Page extract:
□ □ □

The court’s reasoning now reveals a different path for holding AI providers from third countries accountable for respecting European copyright law: Reproduction of the output and their making available occur in the EU and are therefore subject to European (or, in this case, German) copyright law. The court appears to take the same view regarding reproductions in the model itself – though it remains remarkably quiet on this point, merely stating, in the context of international jurisdiction, that OpenAI’s servers, on which the model is provided, are located in Germany, and referring to the lex loci protectionis principle. The fact that, in the court’s opinion, the reproductions in the model are the result of the training process and therefore – in the case of OpenAI – took place in the US is not addressed at all. Most likely, (further) reproductions of the model are considered part of its use on servers in Germany. However, the court does not elaborate on this at all.
The decision of the Munich Regional Court also reflects another trend: in the past, then young and somewhat idealised digital companies benefited from innovation-friendly regulation and jurisprudence that gave them enough freedom to become giants. This was justified by the high social benefits that their business models promised. This argument is essentially no less valid for generative AI than it was for search engines or host providers. OpenAI, in essence, seeks to draw upon such arguments from the “golden age” of platform innovation when it calls for ‘an assessment-based adjustment of liability’ (para. 228).
However, the circumstances have changed. Trust in large tech companies has suffered greatly in recent years. The social costs associated with internet platforms are now becoming apparent. For generative AI, this is happening in light speed – the effects on the labour market, mental health and culture are already subject to intense public debate. In Kadrey v Meta Platforms, for example, it is stressed that while being “highly transformative”, generative AI may also “dramatically undermine the market” for creative works and ultimately the “incentive for human beings to create things the old-fashioned way”. Furthermore, generative AI providers do not appear to succeed in developing a positive image similar to that of, say, the early Google (“Don’t be evil”) or Facebook. OpenAI’s release of the Sora 2 video model, for example, does not give the impression that the company is making an honest effort to protect the (copy-)rights of third parties. At the same time, the social benefits of such video generators appear to be limited (“The infinite slop machine”). In addition, no monopolist has emerged from among the model providers yet, limiting the general consequences of a decision against a particular provider – as the court also recognises (para. 228).
The decision of the Munich Regional Court marks a consequential yet preliminary point of orientation. Now, we must wait to see whether other courts will pick up this line of reasoning – or whether it will prove to be an outlier in retrospect. In particular, it remains to be seen whether the court’s abductive reasoning – the “duck test” for AI models – will in fact prevail.

□ □ □

Recorded data:
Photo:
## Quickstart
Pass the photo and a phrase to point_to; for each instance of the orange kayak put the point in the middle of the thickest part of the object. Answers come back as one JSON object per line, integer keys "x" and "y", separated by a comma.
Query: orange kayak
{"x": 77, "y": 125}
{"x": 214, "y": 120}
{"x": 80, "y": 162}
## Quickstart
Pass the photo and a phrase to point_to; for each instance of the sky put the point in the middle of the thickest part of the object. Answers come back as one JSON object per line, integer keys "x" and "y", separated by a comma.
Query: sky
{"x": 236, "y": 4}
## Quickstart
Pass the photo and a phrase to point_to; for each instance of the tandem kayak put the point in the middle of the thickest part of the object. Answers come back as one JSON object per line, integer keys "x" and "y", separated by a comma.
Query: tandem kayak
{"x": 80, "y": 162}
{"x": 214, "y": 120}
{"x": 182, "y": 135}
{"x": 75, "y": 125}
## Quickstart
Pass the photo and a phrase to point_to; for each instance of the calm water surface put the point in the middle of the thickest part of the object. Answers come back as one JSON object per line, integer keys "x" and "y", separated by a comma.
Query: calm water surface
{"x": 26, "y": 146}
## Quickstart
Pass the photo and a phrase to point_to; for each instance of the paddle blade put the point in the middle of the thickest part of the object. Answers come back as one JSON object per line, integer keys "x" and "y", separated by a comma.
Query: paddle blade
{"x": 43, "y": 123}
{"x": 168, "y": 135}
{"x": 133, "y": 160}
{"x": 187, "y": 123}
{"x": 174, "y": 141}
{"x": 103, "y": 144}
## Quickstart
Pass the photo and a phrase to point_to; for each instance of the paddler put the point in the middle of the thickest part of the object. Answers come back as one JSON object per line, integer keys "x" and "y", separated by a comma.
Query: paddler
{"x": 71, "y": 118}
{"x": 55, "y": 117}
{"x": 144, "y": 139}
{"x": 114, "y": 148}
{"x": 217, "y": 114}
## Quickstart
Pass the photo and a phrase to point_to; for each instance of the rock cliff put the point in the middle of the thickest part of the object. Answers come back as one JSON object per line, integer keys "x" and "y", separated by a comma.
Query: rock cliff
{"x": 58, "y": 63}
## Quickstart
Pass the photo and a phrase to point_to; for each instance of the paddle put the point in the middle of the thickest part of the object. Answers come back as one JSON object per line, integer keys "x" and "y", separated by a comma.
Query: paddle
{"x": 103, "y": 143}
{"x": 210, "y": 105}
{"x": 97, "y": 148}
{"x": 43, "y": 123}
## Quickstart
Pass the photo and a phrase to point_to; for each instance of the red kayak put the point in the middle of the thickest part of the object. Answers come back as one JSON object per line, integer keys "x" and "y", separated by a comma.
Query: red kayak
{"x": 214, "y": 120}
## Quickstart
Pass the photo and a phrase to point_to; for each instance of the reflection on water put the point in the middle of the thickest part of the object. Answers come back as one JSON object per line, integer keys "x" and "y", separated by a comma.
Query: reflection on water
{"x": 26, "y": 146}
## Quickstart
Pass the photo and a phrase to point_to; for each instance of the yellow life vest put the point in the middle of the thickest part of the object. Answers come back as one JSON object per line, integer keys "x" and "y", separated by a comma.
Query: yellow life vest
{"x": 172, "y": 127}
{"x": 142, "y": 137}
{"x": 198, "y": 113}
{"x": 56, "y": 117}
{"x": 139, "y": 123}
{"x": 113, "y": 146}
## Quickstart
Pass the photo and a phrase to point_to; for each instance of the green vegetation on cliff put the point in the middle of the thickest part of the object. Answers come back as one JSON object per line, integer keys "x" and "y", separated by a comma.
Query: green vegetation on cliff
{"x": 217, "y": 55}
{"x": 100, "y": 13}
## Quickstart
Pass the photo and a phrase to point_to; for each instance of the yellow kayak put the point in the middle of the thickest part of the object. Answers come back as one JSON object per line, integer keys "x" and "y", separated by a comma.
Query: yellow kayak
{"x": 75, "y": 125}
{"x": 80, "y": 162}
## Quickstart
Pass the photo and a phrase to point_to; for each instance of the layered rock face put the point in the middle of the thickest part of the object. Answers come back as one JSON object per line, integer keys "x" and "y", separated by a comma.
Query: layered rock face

□ □ □

Task objective: Copy the passage on the Munich Regional Court decision from "The decision of the Munich Regional Court marks" up to and including "in fact prevail.", swapping "outlier" for "anomaly".

Response area:
The decision of the Munich Regional Court marks a consequential yet preliminary point of orientation. Now, we must wait to see whether other courts will pick up this line of reasoning – or whether it will prove to be an anomaly in retrospect. In particular, it remains to be seen whether the court’s abductive reasoning – the “duck test” for AI models – will in fact prevail.